Task goal – For this exercise, output every line of the data as it stands.

Data supplied –

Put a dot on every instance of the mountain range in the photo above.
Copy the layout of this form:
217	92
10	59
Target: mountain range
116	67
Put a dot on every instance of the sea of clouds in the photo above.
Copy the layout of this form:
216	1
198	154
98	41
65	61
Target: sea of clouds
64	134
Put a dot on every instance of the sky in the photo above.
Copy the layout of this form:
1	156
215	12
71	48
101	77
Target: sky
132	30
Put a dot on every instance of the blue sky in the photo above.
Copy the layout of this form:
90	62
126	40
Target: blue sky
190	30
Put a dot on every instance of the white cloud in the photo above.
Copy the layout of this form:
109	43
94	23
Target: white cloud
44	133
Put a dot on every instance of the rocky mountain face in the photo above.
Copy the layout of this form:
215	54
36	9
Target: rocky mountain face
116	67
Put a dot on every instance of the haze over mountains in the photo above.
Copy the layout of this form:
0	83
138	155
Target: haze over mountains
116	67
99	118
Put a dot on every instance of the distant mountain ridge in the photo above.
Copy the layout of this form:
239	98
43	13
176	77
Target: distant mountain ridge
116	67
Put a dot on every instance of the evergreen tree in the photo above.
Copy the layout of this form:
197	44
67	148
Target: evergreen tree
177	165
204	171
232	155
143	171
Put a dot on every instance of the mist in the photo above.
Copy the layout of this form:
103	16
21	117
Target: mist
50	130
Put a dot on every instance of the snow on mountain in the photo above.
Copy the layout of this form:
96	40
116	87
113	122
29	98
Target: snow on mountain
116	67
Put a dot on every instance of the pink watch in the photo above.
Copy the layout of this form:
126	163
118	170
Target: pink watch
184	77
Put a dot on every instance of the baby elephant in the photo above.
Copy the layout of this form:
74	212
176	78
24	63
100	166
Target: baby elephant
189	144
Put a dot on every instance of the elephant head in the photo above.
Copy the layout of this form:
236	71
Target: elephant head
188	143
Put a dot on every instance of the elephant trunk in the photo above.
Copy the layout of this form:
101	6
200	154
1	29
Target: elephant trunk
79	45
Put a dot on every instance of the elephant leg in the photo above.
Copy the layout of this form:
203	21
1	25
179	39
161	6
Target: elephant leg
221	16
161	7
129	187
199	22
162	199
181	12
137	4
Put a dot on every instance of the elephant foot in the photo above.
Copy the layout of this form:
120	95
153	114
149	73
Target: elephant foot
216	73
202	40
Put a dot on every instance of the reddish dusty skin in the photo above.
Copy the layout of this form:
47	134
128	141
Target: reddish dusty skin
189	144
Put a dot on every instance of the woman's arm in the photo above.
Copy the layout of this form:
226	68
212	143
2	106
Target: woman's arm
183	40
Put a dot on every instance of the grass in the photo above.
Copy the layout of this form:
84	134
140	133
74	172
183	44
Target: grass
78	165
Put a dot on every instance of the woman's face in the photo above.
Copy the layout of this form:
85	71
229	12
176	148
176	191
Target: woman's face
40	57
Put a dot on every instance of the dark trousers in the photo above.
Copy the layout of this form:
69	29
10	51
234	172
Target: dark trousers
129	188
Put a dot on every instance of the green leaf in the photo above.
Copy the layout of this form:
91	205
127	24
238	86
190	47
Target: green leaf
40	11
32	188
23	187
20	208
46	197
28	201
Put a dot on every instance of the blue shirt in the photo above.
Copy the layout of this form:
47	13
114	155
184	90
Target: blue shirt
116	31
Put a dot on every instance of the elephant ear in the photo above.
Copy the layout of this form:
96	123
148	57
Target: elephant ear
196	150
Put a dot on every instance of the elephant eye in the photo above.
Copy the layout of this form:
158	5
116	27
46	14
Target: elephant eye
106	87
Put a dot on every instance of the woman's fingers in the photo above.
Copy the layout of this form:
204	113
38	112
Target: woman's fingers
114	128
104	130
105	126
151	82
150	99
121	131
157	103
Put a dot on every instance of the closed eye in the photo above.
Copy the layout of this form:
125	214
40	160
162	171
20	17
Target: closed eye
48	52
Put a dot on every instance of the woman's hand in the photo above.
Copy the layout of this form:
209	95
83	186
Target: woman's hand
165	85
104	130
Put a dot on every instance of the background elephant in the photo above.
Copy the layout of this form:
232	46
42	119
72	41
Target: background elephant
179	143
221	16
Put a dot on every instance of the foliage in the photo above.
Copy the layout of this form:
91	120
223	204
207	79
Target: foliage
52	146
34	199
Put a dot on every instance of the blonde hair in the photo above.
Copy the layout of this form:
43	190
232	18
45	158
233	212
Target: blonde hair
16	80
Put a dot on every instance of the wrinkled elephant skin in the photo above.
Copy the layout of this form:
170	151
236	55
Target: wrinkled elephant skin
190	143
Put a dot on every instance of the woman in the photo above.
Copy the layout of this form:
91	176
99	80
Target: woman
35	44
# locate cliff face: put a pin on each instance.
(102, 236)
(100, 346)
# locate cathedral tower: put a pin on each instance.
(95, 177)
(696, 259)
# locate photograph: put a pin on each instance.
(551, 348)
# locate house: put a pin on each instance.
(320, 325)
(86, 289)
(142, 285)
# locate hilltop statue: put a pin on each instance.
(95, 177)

Answer below –
Put a dot on every instance of the mountain range in the photo above.
Copy the layout of this form:
217	92
10	59
Target: mountain range
116	67
Put a dot on every instance of the sea of clouds in the photo above.
Copy the layout of this form:
216	1
198	154
98	41
65	61
Target: sea of clouds
64	134
Put a dot on every instance of the sky in the photo above.
Copy the layout of this form:
1	156
215	12
71	48
101	77
Target: sky
132	30
Put a dot on every instance of the blue sky in the photo above.
Copy the layout of this form:
90	62
126	40
Target: blue sky
190	30
Put a dot on every instance of the white cloud in the photo above.
Copy the layout of this form:
109	43
94	23
Target: white cloud
44	133
Put a dot on every instance of the rocky mountain face in the photo above.
Copy the layout of this form:
215	54
36	9
Target: rocky mountain face
116	67
Put a dot on every instance of the haze over mountains in the photo above.
Copy the layout of this form:
0	83
138	155
Target: haze over mountains
116	67
99	118
Put a dot on every instance of the distant mountain ridge in the photo above.
Copy the layout of this form:
239	98
43	13
176	77
Target: distant mountain ridge
116	67
Put a dot on every instance of the evergreen tree in the photo above.
Copy the layout of this form:
197	44
67	148
Target: evergreen tree
177	165
204	171
232	155
143	171
Put a dot on every instance of the mist in the photo above.
Copy the layout of this form:
103	16
21	117
Target: mist
50	130
Put a dot on every instance of the snow on mountain in the photo above.
Copy the layout of this form:
96	40
116	87
113	122
29	98
Target: snow on mountain
116	67
Put a dot on every instance of the pink watch in the photo above.
Copy the layout of this form:
126	163
118	170
Target: pink watch
184	77
Put a dot on every instance of the baby elephant in the photo above.
Copy the layout of this form:
74	212
176	78
24	63
100	166
Target: baby elephant
189	144
Put a dot on every instance of the elephant head in the photo above.
Copy the layout of this form:
236	71
Target: elephant head
188	143
Put a dot on every instance of the elephant trunk in the photo above.
Copy the layout of this form:
101	6
200	154
1	29
Target: elephant trunk
79	45
Put a dot on every instance of the elephant leg in the photo above.
Copy the layout of this form:
203	21
1	25
179	39
161	6
Target: elephant leg
221	16
161	7
129	187
199	22
162	199
181	12
137	4
Put a dot on every instance of the elephant foot in the photo above.
Copy the layout of this form:
120	95
153	114
149	73
Target: elephant foot
216	73
202	40
Put a dot on every instance of the reddish dusty skin in the photo above.
Copy the layout of this form:
47	134
128	141
Target: reddish dusty skin
189	144
Put a dot on every instance of the woman's arm in the photo above.
Copy the layout of this form:
226	68
212	143
2	106
Target: woman's arm
183	40
Put a dot on every instance of the grass in the photo above.
Copy the layout of this form:
84	134
140	133
74	172
183	44
Target: grass
78	165
Put a dot on every instance of the woman's face in the photo above.
Copy the layout of this form:
85	71
229	12
176	148
176	191
Target: woman's face
40	57
Put a dot on every instance of the dark trousers in the photo above.
Copy the layout of this form:
69	29
10	51
234	172
Target: dark trousers
129	188
Put a dot on every instance of the green leaf in the photo above.
Copy the layout of this form:
91	205
127	24
238	86
190	47
Target: green leaf
40	11
32	188
23	187
20	208
46	197
28	201
Put a dot on every instance of the blue shirt in the photo above.
Copy the layout of this form:
47	13
114	155
184	90
Target: blue shirt
116	31
Put a dot on every instance of the elephant ear in the photo above.
Copy the layout of this form:
96	123
148	57
Target: elephant ear
196	150
Put a dot on every instance of the elephant eye in the photo above.
Copy the layout of this form:
158	5
116	27
46	14
Target: elephant eye
106	87
Put a dot on every instance of the woman's fingers in the photo above.
Copy the layout of this form:
204	113
38	112
Target: woman's fingers
114	128
104	130
105	126
151	82
150	99
121	131
157	103
Put a dot on every instance of the closed eye in the photo above.
Copy the layout of this form:
125	214
40	160
162	171
20	17
Target: closed eye
48	52
Put a dot on every instance of the woman's hand in the photo above.
Copy the layout of this form:
209	95
83	186
Target: woman's hand
165	85
104	130
Put a dot on every instance of the background elephant in the photo above.
Copy the layout of this form:
232	46
42	119
72	41
Target: background elephant
179	143
221	16
Put a dot on every instance of the foliage in the photo above.
Copy the layout of this form:
91	120
223	204
207	79
Target: foliage
52	146
34	199
Put a dot on every instance of the blonde hair in the photo above.
Copy the layout of this form:
43	190
232	18
45	158
233	212
Target: blonde hair
16	80
Put a dot on every instance of the wrinkled elephant skin in the photo above.
Copy the layout of this form:
170	151
236	55
Target: wrinkled elephant skin
190	143
Put a dot on every instance of the woman in the photo above.
Copy the layout of this form:
91	176
99	80
Target: woman
35	44
# locate cliff face: put a pin on each instance.
(102, 236)
(100, 346)
# locate cathedral tower: put a pin on each instance.
(95, 177)
(696, 259)
# locate photograph: put a pin on each instance.
(551, 348)
# locate house: put a pin on each instance.
(320, 325)
(86, 289)
(142, 285)
# locate hilltop statue: put a pin on each instance.
(95, 177)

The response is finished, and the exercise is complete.